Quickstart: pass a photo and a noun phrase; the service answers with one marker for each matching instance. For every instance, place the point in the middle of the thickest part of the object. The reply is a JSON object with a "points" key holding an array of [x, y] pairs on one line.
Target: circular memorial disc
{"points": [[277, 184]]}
# # # # # # #
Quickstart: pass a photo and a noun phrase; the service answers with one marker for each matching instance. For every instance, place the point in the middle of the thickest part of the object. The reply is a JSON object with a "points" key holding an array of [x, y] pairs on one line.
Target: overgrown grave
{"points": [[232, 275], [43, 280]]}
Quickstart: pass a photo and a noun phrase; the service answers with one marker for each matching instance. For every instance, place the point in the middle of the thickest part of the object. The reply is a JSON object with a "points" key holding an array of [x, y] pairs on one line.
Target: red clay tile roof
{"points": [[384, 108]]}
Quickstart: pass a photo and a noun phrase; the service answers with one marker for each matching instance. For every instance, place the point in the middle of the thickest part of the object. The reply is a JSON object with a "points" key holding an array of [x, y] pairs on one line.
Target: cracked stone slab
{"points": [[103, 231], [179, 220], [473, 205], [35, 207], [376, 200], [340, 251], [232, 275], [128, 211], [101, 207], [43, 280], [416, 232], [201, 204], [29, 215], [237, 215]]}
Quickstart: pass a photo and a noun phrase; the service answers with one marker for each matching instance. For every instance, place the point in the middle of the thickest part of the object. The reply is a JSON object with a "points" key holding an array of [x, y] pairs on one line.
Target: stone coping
# # # # # # #
INSTRUCTIONS FOR THE TASK
Gather every line of the data above that contains the word "Target". Case counts.

IN RESPONSE
Target: circular memorial disc
Target: overgrown grave
Target: red clay tile roof
Target: cracked stone slab
Target: stone coping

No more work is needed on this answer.